Write each line exactly as it stands, from the line containing "trace: blue hockey glove" through the end of the data.

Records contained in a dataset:
********************
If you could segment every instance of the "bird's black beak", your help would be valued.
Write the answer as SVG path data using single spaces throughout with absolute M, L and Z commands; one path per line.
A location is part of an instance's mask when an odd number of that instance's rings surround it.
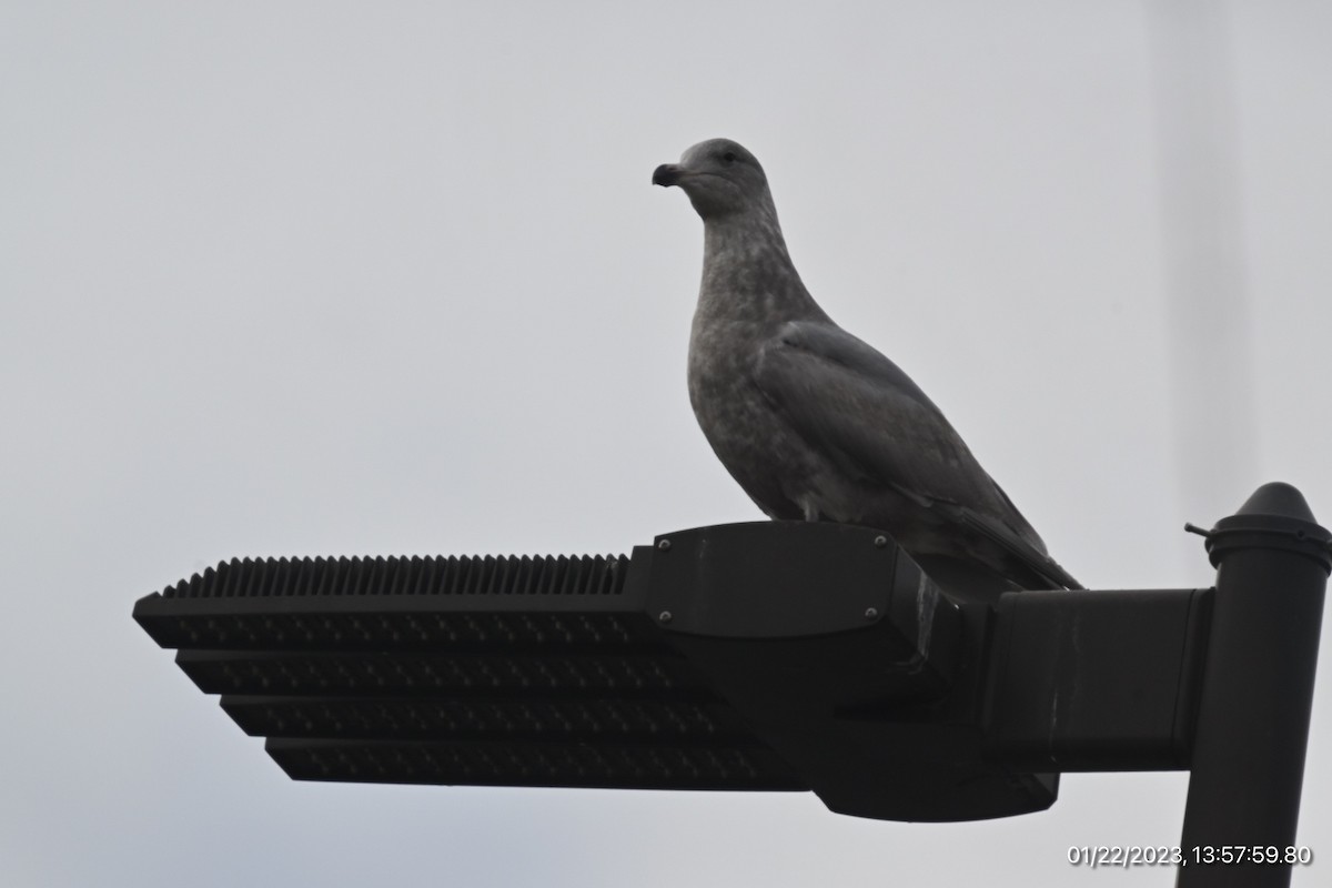
M 670 188 L 679 185 L 679 177 L 685 173 L 679 164 L 662 164 L 653 170 L 653 185 Z

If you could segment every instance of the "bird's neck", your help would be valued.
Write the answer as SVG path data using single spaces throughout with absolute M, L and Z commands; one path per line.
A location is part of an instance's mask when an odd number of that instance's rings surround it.
M 770 204 L 705 222 L 697 314 L 765 325 L 827 317 L 801 282 Z

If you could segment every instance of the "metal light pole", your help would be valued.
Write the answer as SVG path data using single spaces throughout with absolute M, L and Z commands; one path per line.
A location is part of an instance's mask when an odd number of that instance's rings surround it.
M 1197 533 L 1216 600 L 1177 885 L 1289 885 L 1332 534 L 1284 483 Z

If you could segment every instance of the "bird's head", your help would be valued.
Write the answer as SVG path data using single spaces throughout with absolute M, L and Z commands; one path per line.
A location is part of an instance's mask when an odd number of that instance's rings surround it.
M 703 221 L 771 205 L 767 177 L 754 154 L 730 138 L 710 138 L 662 164 L 653 185 L 679 185 Z

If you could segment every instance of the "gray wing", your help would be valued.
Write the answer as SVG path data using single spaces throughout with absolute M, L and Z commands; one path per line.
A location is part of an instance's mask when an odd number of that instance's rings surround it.
M 1038 575 L 1078 587 L 934 402 L 871 346 L 831 324 L 786 324 L 762 346 L 755 381 L 848 477 L 951 515 Z

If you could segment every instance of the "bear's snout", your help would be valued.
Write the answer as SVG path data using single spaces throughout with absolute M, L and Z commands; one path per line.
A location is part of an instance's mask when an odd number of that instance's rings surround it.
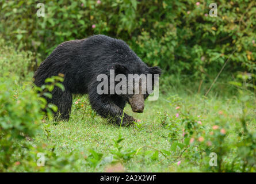
M 133 108 L 132 107 L 132 109 L 135 113 L 143 113 L 144 110 L 144 104 L 136 105 Z
M 142 94 L 135 94 L 129 98 L 129 103 L 132 110 L 135 113 L 143 113 L 144 110 L 144 96 Z

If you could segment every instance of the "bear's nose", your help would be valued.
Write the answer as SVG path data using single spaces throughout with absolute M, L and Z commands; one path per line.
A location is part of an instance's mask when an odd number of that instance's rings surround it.
M 135 113 L 143 113 L 144 110 L 144 105 L 137 105 L 135 107 L 133 112 Z

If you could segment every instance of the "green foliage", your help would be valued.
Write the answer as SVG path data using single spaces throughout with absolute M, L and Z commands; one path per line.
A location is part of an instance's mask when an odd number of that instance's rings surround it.
M 59 76 L 52 76 L 45 79 L 45 84 L 41 87 L 35 86 L 35 90 L 37 92 L 39 100 L 41 102 L 41 109 L 43 109 L 43 113 L 46 114 L 51 120 L 52 120 L 52 112 L 56 112 L 58 107 L 51 103 L 48 103 L 46 98 L 52 98 L 52 95 L 51 93 L 55 87 L 60 88 L 63 91 L 65 90 L 64 86 L 61 82 L 64 81 L 63 74 L 59 74 Z
M 36 66 L 35 55 L 30 51 L 17 51 L 13 46 L 7 45 L 0 34 L 0 77 L 15 75 L 17 82 L 31 77 L 30 71 Z
M 5 171 L 25 156 L 21 151 L 26 137 L 40 132 L 40 105 L 29 86 L 19 86 L 15 76 L 0 78 L 0 171 Z M 18 159 L 18 158 L 20 159 Z
M 132 158 L 136 151 L 132 149 L 127 149 L 123 150 L 123 146 L 120 145 L 120 143 L 124 140 L 124 138 L 122 137 L 122 135 L 119 134 L 117 139 L 113 139 L 114 149 L 111 150 L 110 152 L 114 156 L 113 163 L 127 162 Z
M 209 15 L 212 1 L 44 1 L 45 17 L 39 17 L 34 1 L 2 1 L 0 31 L 41 59 L 62 42 L 105 34 L 170 74 L 207 81 L 229 57 L 227 70 L 255 71 L 255 2 L 217 1 L 215 17 Z
M 86 158 L 86 160 L 89 165 L 92 167 L 94 169 L 101 162 L 103 154 L 98 153 L 93 150 L 89 151 L 90 155 Z

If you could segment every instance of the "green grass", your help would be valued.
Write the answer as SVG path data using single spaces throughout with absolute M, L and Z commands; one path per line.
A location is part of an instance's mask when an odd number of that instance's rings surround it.
M 228 98 L 206 98 L 198 95 L 184 95 L 178 99 L 172 95 L 160 95 L 156 101 L 146 101 L 144 112 L 143 113 L 133 113 L 131 107 L 127 105 L 125 112 L 135 118 L 142 120 L 139 126 L 120 127 L 108 123 L 91 110 L 88 105 L 86 97 L 76 97 L 73 102 L 81 99 L 79 103 L 86 102 L 86 110 L 83 108 L 77 108 L 79 105 L 73 103 L 72 112 L 68 122 L 54 122 L 48 121 L 49 124 L 47 128 L 49 132 L 36 137 L 35 142 L 43 143 L 45 149 L 55 147 L 55 152 L 58 156 L 68 157 L 71 153 L 75 155 L 72 167 L 69 171 L 102 172 L 111 165 L 108 159 L 113 155 L 111 151 L 114 150 L 113 140 L 116 140 L 121 134 L 124 140 L 120 144 L 122 150 L 130 149 L 137 151 L 132 158 L 127 162 L 121 162 L 123 168 L 120 171 L 126 172 L 200 172 L 208 166 L 201 161 L 208 158 L 202 154 L 198 160 L 189 159 L 190 155 L 194 157 L 193 152 L 184 150 L 171 152 L 169 158 L 164 157 L 160 152 L 156 158 L 153 154 L 155 150 L 170 150 L 173 140 L 169 136 L 170 129 L 163 125 L 161 121 L 159 113 L 166 112 L 169 116 L 174 116 L 182 112 L 189 113 L 201 121 L 205 129 L 210 130 L 217 120 L 221 119 L 228 130 L 228 139 L 234 141 L 237 137 L 235 127 L 239 124 L 239 118 L 242 115 L 242 106 L 235 96 Z M 251 102 L 255 103 L 255 98 Z M 82 103 L 79 103 L 82 104 Z M 255 103 L 254 103 L 255 104 Z M 176 106 L 180 108 L 175 109 Z M 255 106 L 249 108 L 247 113 L 254 114 Z M 198 116 L 200 116 L 199 117 Z M 255 113 L 248 124 L 250 130 L 255 130 Z M 172 118 L 175 121 L 175 117 Z M 176 134 L 179 140 L 183 141 L 182 124 L 176 128 Z M 143 147 L 144 146 L 147 146 Z M 150 148 L 150 147 L 151 148 Z M 97 152 L 103 154 L 104 162 L 96 167 L 95 170 L 87 164 L 86 158 L 90 155 L 89 150 L 93 149 Z M 158 152 L 158 151 L 156 151 Z M 185 155 L 185 156 L 184 156 Z M 178 158 L 175 157 L 177 156 Z M 177 162 L 181 161 L 178 166 Z M 47 162 L 45 163 L 47 164 Z

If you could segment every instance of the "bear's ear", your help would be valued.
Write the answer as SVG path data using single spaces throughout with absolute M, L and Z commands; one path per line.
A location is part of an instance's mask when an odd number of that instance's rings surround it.
M 162 74 L 162 70 L 158 67 L 150 67 L 149 72 L 151 74 L 158 74 L 159 75 Z
M 114 65 L 114 73 L 118 74 L 125 74 L 128 73 L 128 69 L 124 66 L 124 65 L 121 64 L 116 64 Z

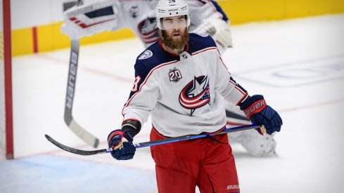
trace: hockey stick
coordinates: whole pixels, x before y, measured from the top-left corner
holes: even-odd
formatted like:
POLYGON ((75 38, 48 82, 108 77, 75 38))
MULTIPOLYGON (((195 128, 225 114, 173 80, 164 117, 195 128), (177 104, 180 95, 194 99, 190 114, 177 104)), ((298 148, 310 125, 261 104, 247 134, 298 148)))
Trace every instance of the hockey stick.
MULTIPOLYGON (((163 144, 183 141, 183 140, 193 140, 193 139, 210 137, 210 136, 224 134, 224 133, 232 133, 232 132, 236 132, 236 131, 248 130, 248 129, 253 129, 253 128, 259 128, 261 127, 262 126, 260 126, 252 124, 252 125, 244 126, 227 128, 225 128, 224 130, 223 130, 219 133, 212 133, 212 134, 199 134, 199 135, 184 135, 184 136, 181 136, 181 137, 169 138, 166 138, 166 139, 163 139, 163 140, 159 140, 148 141, 148 142, 139 142, 139 143, 134 143, 134 145, 135 146, 136 148, 141 148, 141 147, 159 145, 163 145, 163 144)), ((263 130, 265 129, 264 126, 262 126, 262 128, 263 130)), ((61 143, 57 142, 56 140, 55 140, 54 139, 53 139, 51 137, 50 137, 48 135, 45 135, 45 137, 49 141, 50 141, 51 143, 56 145, 57 147, 61 148, 62 149, 67 151, 67 152, 71 152, 71 153, 73 153, 73 154, 79 154, 79 155, 89 156, 89 155, 99 154, 105 154, 105 153, 111 152, 113 150, 113 149, 111 147, 109 147, 107 149, 93 150, 93 151, 82 150, 82 149, 75 149, 73 147, 66 146, 63 144, 61 144, 61 143)))
MULTIPOLYGON (((77 1, 77 6, 82 4, 82 0, 77 1)), ((89 131, 82 128, 73 119, 72 110, 73 107, 74 95, 75 91, 75 83, 77 80, 77 61, 79 59, 79 40, 72 40, 72 46, 70 49, 70 58, 68 69, 68 79, 67 81, 67 91, 65 95, 65 122, 67 126, 75 133, 79 138, 83 140, 88 145, 94 147, 98 147, 99 140, 89 131)))

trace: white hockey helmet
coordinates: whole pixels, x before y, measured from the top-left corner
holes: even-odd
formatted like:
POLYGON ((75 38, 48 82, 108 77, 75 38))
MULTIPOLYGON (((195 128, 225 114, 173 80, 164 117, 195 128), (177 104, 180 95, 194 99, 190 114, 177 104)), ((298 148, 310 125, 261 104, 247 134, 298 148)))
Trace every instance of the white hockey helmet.
POLYGON ((184 0, 160 0, 155 7, 156 22, 160 29, 168 29, 163 25, 162 18, 179 15, 185 15, 186 19, 184 26, 181 27, 189 27, 191 18, 189 6, 184 0))

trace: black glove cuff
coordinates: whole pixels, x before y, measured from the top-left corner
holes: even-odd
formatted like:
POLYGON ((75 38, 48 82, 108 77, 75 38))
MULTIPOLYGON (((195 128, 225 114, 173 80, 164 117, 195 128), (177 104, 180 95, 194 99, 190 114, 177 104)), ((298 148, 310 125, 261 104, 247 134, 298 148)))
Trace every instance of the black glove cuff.
POLYGON ((141 123, 135 120, 127 120, 122 124, 122 131, 128 133, 134 138, 141 131, 141 123))
POLYGON ((263 95, 256 95, 248 97, 248 98, 246 98, 246 100, 245 100, 244 101, 241 102, 241 103, 239 104, 240 109, 244 110, 248 108, 248 107, 250 107, 252 104, 255 103, 255 102, 262 99, 264 99, 264 97, 263 95))

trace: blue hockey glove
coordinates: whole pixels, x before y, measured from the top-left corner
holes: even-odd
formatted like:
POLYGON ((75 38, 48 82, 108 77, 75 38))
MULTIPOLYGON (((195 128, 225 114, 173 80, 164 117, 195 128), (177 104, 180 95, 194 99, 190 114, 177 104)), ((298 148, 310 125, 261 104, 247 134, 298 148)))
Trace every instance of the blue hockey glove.
POLYGON ((120 129, 111 131, 108 136, 108 142, 109 147, 114 149, 111 152, 113 157, 117 160, 132 159, 136 151, 132 140, 133 138, 127 131, 120 129))
MULTIPOLYGON (((264 125, 267 134, 279 132, 283 124, 279 114, 270 106, 267 105, 262 95, 253 95, 240 105, 240 109, 250 119, 253 124, 264 125)), ((262 131, 257 130, 260 134, 262 131)))

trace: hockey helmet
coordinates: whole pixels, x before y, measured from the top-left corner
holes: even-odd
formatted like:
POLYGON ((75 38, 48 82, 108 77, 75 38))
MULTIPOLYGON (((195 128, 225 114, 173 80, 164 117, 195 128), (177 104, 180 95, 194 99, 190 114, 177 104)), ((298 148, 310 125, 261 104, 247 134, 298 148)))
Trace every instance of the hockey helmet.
********************
#### SOLUTION BELOW:
trace: blue hockey glove
coordinates: whole pixels, x before y, measured from the top-left corner
holes: even-odd
formatted like:
POLYGON ((75 38, 48 82, 108 77, 75 38))
MULTIPOLYGON (((195 128, 225 114, 173 80, 164 117, 195 128), (177 104, 180 95, 194 99, 190 114, 177 104)), ((298 148, 310 125, 261 104, 247 134, 298 148)))
Trace every instance of the blue hockey glove.
POLYGON ((120 129, 111 131, 108 136, 108 142, 109 147, 114 149, 111 152, 113 157, 117 160, 132 159, 136 151, 132 140, 133 138, 127 131, 120 129))
MULTIPOLYGON (((264 125, 267 134, 279 132, 283 124, 279 114, 270 106, 267 105, 262 95, 253 95, 240 105, 240 109, 250 119, 253 124, 264 125)), ((262 131, 257 130, 260 134, 262 131)))

trace: hockey helmet
coordinates: whole pixels, x before y, measured from the top-left corner
holes: even-odd
formatted like:
POLYGON ((75 38, 48 82, 108 77, 75 38))
MULTIPOLYGON (((195 128, 225 114, 173 80, 164 117, 195 128), (177 104, 180 95, 194 99, 190 114, 177 104)), ((298 148, 310 125, 261 104, 247 134, 298 148)))
Trace every instance of the hockey helmet.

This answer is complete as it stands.